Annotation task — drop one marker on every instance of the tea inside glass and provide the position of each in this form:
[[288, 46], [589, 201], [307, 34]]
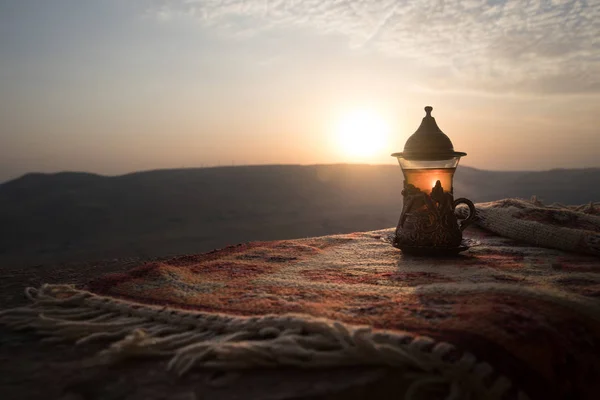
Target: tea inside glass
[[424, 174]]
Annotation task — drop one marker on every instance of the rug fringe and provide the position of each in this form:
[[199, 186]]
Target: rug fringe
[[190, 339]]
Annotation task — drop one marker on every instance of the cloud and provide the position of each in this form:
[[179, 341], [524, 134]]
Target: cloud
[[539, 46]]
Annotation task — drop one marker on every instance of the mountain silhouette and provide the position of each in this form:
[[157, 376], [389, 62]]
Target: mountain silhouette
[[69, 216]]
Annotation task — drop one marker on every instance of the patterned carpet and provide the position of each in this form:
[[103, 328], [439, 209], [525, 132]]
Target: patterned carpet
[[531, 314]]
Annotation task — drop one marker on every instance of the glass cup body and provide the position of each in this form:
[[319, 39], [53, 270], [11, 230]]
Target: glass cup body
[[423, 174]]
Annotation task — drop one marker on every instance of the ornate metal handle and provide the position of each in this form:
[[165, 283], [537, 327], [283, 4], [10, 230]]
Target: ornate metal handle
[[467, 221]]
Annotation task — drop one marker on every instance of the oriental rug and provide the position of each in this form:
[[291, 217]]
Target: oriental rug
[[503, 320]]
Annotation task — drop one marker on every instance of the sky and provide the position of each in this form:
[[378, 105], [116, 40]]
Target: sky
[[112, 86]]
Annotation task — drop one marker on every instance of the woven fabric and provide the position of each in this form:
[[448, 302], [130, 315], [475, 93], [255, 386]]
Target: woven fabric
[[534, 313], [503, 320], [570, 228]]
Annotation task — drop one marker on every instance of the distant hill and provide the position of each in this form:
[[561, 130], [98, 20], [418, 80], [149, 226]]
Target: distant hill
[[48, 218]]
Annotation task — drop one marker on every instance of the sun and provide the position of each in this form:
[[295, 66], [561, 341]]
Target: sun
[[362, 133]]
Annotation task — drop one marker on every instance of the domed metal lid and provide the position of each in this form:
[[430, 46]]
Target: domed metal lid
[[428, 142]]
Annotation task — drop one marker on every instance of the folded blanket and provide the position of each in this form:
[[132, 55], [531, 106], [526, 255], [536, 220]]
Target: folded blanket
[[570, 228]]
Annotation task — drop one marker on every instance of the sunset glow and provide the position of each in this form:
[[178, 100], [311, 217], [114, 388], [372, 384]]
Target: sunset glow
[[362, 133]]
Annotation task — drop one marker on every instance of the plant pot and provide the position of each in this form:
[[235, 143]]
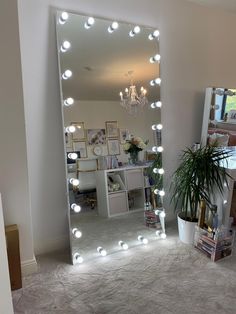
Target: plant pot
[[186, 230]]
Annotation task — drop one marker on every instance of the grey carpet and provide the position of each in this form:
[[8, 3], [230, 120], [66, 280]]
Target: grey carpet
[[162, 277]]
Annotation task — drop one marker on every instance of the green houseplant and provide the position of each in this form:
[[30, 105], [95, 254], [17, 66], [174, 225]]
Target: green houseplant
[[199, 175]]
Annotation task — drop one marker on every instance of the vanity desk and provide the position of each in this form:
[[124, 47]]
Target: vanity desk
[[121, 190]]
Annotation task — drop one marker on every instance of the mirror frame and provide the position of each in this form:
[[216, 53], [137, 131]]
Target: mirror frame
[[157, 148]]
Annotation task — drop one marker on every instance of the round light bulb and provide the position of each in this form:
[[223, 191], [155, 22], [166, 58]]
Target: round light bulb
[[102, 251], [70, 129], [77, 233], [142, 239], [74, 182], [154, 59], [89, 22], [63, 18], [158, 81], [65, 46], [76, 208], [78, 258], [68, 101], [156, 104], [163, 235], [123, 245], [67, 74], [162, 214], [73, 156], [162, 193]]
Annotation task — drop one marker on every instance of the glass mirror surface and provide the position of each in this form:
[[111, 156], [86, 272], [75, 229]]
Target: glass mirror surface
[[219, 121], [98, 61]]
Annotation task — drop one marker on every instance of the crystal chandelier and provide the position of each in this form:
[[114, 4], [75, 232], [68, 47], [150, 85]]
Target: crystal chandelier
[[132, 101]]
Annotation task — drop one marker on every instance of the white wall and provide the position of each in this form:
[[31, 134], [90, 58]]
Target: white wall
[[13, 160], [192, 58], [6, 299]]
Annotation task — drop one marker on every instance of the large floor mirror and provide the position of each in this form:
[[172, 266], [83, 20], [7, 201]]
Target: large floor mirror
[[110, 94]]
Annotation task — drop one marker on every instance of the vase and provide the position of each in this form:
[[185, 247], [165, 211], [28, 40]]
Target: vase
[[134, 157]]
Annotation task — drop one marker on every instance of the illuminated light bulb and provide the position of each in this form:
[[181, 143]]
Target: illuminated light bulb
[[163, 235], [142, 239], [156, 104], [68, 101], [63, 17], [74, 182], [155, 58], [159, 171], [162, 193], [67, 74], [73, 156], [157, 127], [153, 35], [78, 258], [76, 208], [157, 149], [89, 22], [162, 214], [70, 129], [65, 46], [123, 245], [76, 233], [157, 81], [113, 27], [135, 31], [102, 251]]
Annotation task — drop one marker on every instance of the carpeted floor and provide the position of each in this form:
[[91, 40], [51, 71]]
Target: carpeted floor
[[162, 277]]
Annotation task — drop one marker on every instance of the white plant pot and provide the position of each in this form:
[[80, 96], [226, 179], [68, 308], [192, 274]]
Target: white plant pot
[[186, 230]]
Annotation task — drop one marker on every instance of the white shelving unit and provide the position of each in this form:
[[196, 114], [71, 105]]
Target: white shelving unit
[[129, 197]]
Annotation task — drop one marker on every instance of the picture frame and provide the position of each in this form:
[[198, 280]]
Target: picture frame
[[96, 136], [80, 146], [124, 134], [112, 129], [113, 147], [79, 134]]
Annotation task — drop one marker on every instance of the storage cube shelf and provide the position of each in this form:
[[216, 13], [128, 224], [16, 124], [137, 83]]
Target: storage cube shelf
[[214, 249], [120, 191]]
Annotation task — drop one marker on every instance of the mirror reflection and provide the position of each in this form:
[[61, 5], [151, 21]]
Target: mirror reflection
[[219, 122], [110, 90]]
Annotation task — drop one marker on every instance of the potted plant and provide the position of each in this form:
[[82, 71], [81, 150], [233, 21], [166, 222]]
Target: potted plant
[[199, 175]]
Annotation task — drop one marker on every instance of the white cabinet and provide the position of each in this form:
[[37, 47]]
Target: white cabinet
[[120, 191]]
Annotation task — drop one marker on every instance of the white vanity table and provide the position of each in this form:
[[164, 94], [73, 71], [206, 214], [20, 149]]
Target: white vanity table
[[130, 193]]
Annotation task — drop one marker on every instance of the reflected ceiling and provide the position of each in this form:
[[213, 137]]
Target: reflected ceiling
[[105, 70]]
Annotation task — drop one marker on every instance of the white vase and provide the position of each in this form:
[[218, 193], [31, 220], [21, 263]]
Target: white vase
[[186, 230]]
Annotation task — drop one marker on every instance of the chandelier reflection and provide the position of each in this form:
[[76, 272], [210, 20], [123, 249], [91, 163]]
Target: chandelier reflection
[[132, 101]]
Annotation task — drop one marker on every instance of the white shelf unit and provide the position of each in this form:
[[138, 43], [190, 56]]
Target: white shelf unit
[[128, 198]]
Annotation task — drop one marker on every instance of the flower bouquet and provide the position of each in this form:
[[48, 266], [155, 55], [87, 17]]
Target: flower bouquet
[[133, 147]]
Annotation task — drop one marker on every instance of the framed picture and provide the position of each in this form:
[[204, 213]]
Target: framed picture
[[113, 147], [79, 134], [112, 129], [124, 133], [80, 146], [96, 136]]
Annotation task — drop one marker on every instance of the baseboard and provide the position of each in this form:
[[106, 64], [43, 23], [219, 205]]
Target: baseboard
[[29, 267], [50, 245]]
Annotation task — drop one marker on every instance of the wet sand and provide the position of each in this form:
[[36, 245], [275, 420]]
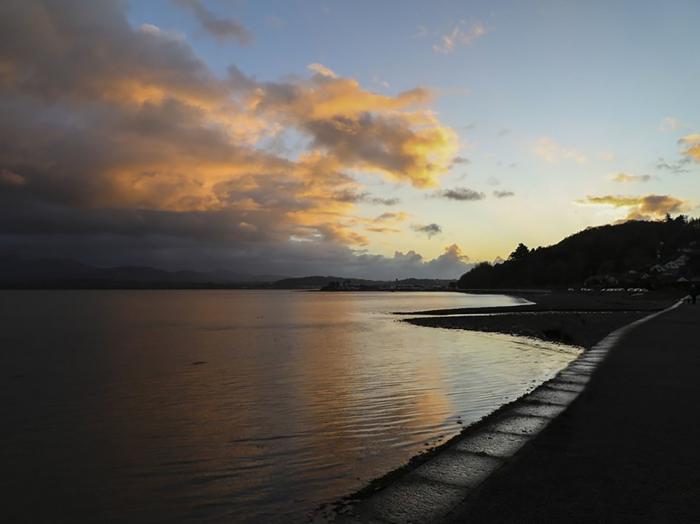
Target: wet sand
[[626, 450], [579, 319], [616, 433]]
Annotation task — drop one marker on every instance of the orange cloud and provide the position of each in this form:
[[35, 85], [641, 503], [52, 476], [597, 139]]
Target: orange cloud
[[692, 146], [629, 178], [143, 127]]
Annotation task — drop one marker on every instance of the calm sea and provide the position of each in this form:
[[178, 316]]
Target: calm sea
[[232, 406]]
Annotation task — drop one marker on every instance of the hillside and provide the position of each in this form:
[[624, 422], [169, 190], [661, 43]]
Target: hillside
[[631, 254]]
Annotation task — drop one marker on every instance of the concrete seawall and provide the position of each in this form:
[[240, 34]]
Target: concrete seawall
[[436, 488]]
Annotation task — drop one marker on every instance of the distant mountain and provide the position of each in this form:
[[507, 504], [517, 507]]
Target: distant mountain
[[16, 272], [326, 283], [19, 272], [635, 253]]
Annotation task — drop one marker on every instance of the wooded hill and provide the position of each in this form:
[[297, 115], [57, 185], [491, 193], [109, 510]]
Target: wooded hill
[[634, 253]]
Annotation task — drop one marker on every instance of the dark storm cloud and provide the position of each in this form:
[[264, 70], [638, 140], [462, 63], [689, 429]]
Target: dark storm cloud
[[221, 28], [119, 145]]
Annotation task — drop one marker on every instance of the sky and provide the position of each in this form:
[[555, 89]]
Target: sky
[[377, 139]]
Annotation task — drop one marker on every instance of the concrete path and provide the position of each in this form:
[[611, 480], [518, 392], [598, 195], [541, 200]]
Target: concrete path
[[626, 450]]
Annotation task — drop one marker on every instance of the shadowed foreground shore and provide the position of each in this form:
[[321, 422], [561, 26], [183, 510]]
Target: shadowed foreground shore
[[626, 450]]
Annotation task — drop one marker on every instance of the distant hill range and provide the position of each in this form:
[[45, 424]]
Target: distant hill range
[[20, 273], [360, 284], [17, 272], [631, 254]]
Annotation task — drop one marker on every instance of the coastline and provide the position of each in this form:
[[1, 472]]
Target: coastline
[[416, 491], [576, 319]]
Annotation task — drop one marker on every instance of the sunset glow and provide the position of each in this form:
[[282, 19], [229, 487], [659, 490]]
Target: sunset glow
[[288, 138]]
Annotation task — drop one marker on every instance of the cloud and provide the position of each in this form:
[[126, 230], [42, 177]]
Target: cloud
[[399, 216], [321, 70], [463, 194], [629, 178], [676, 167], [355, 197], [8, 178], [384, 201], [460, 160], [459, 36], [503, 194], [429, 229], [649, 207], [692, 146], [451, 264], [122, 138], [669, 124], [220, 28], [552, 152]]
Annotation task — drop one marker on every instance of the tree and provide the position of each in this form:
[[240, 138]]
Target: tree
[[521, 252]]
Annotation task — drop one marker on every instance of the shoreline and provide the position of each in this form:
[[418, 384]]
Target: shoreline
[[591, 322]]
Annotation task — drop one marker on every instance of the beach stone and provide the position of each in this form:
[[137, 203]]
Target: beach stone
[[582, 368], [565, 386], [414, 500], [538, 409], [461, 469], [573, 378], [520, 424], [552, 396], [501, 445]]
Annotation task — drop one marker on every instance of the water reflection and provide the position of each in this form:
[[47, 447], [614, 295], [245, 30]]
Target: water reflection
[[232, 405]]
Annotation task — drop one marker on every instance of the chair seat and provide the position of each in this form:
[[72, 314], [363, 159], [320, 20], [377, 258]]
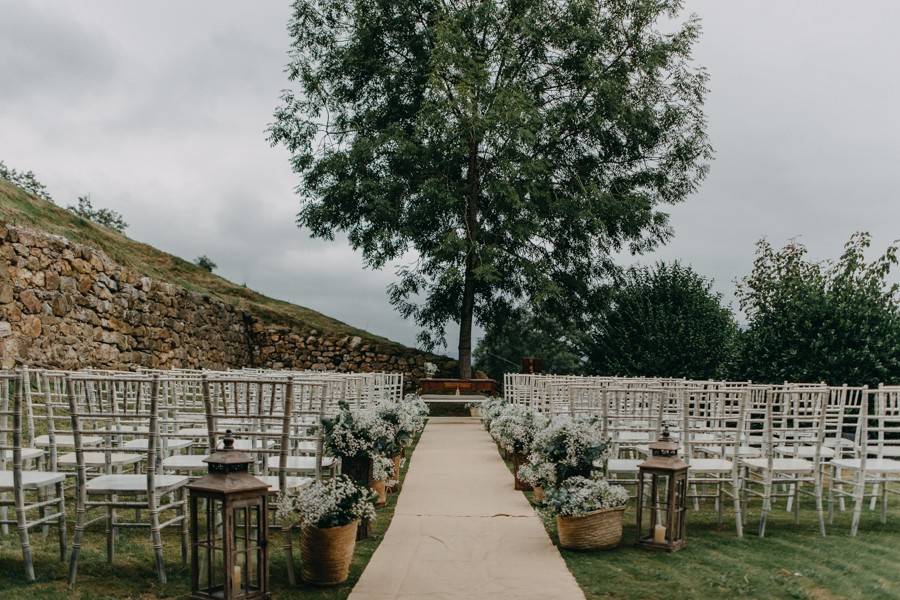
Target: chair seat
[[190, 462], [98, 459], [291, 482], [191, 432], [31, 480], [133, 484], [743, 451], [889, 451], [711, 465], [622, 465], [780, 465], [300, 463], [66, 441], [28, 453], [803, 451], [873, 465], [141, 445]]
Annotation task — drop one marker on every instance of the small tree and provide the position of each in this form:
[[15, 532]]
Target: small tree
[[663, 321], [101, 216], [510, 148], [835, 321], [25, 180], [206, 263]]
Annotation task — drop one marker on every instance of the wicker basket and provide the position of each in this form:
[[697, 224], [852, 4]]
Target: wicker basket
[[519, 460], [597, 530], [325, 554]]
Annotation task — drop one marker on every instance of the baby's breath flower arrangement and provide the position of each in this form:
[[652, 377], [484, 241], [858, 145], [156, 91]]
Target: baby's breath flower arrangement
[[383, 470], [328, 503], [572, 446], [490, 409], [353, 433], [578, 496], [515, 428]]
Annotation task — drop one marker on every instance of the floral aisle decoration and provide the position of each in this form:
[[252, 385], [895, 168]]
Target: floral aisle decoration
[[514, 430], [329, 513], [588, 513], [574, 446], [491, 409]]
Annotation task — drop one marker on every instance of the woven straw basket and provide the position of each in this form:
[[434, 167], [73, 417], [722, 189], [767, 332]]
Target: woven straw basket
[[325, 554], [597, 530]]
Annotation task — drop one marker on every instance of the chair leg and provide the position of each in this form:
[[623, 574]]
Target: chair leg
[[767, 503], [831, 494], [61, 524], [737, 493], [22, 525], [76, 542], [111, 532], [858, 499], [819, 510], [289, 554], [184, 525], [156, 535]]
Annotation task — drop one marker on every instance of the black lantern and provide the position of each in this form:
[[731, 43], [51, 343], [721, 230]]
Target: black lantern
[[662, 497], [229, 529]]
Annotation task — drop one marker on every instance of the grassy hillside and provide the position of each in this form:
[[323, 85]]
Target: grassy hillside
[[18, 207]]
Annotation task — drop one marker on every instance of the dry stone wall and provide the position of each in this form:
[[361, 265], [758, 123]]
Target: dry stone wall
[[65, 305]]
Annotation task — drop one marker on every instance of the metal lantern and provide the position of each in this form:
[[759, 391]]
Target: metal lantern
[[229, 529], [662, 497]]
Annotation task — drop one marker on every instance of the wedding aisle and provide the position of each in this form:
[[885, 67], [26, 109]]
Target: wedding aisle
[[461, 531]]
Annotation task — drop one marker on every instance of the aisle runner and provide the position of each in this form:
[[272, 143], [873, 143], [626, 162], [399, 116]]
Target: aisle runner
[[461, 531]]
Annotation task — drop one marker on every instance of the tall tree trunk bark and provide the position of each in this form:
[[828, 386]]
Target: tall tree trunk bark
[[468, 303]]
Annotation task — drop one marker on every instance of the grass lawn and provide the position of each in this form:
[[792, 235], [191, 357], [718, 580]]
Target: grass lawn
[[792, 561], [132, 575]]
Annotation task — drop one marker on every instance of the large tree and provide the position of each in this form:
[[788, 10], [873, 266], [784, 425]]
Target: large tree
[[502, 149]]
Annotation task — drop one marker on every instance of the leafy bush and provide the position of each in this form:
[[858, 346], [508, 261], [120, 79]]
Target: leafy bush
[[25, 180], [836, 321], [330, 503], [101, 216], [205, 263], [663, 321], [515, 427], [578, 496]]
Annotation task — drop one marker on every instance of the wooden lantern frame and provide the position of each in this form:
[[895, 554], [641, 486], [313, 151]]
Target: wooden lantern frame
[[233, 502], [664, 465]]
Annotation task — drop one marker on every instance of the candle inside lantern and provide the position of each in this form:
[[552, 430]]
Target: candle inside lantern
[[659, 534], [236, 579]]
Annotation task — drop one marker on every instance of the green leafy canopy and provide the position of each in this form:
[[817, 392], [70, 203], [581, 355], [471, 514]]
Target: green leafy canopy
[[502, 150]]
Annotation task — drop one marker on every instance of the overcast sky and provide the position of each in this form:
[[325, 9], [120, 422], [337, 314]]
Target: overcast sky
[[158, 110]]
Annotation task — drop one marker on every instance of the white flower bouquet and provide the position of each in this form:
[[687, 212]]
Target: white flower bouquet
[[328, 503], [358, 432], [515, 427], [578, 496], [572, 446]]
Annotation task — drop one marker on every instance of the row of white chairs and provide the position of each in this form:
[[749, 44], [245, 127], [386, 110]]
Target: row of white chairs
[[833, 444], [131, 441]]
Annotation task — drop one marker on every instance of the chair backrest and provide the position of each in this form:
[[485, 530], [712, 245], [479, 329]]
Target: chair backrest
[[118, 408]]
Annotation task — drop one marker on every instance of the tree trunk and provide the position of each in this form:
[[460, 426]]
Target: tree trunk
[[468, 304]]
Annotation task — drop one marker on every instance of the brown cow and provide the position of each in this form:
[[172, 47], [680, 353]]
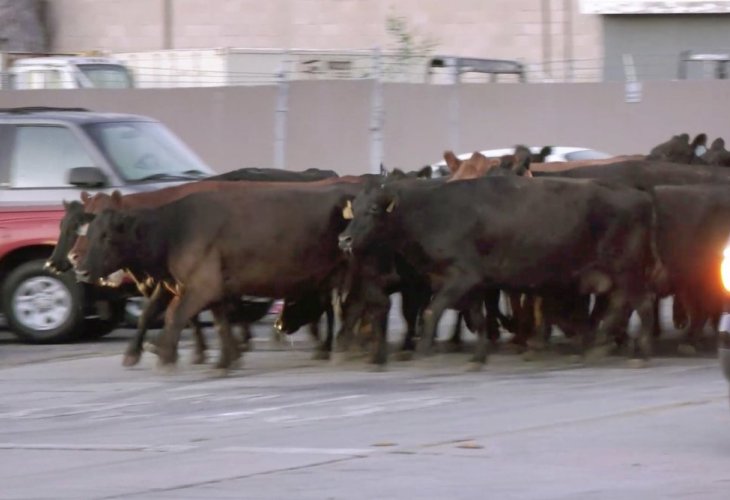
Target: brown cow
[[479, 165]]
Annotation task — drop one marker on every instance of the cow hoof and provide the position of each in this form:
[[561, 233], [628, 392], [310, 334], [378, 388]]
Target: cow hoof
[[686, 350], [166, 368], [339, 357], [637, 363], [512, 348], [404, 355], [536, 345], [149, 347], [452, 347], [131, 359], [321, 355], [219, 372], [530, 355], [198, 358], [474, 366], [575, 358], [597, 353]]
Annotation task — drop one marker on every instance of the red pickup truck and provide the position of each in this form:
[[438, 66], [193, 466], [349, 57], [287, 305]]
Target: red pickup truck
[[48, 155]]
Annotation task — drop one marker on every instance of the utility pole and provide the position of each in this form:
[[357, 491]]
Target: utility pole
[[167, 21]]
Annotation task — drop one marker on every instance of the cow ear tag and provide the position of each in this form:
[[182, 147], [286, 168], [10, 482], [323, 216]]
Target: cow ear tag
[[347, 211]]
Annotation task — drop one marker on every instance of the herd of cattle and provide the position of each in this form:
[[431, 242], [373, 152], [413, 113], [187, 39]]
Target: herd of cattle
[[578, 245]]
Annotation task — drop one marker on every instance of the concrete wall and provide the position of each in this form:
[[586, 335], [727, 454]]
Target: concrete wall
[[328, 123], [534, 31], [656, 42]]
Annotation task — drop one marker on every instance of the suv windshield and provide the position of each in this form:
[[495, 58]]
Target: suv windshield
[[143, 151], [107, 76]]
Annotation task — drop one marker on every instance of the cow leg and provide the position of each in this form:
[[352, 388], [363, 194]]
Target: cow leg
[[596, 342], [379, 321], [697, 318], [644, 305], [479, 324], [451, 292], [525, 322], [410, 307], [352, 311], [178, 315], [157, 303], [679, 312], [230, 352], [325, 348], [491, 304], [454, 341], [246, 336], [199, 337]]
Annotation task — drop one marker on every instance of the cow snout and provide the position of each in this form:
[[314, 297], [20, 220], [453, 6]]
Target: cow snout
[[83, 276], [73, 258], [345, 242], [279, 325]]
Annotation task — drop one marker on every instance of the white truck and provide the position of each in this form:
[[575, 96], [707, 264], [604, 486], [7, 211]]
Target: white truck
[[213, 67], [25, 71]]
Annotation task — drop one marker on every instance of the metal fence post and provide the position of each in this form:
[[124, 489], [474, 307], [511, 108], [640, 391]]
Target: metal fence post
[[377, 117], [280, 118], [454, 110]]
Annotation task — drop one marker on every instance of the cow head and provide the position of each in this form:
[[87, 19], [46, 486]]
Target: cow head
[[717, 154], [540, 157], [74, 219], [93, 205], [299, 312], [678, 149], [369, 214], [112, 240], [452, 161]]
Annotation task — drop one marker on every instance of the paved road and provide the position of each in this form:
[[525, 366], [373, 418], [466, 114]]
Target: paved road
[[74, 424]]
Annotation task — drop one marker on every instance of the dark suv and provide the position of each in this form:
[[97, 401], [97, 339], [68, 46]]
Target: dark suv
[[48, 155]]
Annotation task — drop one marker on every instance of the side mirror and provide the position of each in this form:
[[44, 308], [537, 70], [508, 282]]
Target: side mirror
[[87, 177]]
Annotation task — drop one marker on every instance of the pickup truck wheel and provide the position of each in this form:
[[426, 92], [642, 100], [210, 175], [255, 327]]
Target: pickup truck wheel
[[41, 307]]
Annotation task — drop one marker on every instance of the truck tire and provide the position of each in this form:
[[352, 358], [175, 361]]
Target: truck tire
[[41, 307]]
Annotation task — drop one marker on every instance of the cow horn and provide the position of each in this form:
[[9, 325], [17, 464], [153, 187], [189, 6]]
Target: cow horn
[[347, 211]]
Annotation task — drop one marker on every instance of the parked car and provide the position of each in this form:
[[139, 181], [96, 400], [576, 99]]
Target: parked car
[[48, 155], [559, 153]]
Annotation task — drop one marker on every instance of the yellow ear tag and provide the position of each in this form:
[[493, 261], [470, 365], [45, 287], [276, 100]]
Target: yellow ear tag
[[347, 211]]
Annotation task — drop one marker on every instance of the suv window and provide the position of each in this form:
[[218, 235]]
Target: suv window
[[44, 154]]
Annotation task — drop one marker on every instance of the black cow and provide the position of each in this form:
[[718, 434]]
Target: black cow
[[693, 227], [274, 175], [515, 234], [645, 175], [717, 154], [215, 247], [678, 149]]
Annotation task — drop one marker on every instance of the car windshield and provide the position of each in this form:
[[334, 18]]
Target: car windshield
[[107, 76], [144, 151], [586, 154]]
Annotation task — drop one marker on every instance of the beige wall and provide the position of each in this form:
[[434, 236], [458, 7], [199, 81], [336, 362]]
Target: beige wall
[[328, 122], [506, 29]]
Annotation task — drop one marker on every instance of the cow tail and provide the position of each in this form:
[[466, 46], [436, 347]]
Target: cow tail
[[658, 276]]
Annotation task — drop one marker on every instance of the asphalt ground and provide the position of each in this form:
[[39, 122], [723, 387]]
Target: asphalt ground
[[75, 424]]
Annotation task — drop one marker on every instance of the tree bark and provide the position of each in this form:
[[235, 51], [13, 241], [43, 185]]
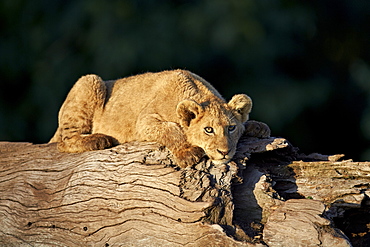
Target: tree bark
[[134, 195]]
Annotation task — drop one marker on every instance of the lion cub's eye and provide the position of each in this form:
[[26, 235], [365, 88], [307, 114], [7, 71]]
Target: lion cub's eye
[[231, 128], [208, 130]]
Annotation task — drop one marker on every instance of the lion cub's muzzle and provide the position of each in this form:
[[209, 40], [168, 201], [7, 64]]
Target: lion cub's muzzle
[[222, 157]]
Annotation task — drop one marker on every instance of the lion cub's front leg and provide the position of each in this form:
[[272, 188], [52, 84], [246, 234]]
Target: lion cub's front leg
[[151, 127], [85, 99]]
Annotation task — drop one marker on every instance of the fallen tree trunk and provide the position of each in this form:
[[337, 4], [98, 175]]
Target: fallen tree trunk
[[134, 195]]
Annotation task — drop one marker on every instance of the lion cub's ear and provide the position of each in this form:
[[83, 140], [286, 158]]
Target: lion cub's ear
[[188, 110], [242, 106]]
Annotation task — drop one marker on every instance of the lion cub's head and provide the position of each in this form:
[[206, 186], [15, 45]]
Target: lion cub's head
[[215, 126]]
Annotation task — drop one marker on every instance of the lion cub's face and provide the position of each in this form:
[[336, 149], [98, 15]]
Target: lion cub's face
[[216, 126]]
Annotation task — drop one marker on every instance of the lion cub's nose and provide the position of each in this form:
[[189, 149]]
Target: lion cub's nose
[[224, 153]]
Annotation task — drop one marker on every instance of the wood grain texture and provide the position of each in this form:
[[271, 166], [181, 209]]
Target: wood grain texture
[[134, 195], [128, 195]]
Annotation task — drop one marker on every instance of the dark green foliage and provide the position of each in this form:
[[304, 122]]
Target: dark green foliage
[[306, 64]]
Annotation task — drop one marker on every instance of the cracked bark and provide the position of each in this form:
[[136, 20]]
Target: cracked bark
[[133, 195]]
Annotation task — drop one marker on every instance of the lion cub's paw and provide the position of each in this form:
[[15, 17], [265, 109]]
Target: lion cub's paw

### EXERCISE REQUIREMENTS
Reproduce word for word the stretch of entries from the line containing "of the herd" through the line containing "336], [199, 337]]", including both of those lines.

### TASK OUTPUT
Annotation task — drop one marker on every instance of the herd of cattle and provide the position of each in this form:
[[431, 242], [373, 152], [413, 113], [187, 39]]
Target: herd of cattle
[[578, 245]]
Annotation task — drop one marker on every instance of the concrete wall and provide the position of each in this form:
[[586, 335], [727, 454]]
Target: concrete wall
[[328, 123], [534, 31], [656, 42]]
Annotation task — drop one marker on every instance of the suv windshield and provide the position of each in this form:
[[495, 58]]
Target: suv windshield
[[143, 151], [107, 76]]
Annotation task — drop one marker on every instance of the cow leg and provide the position of each in this form:
[[352, 388], [363, 194]]
Target: cow leg
[[596, 342], [379, 321], [697, 318], [644, 305], [479, 324], [451, 292], [525, 322], [410, 307], [352, 311], [178, 315], [157, 303], [679, 312], [230, 352], [325, 348], [491, 304], [454, 341], [246, 336], [199, 337]]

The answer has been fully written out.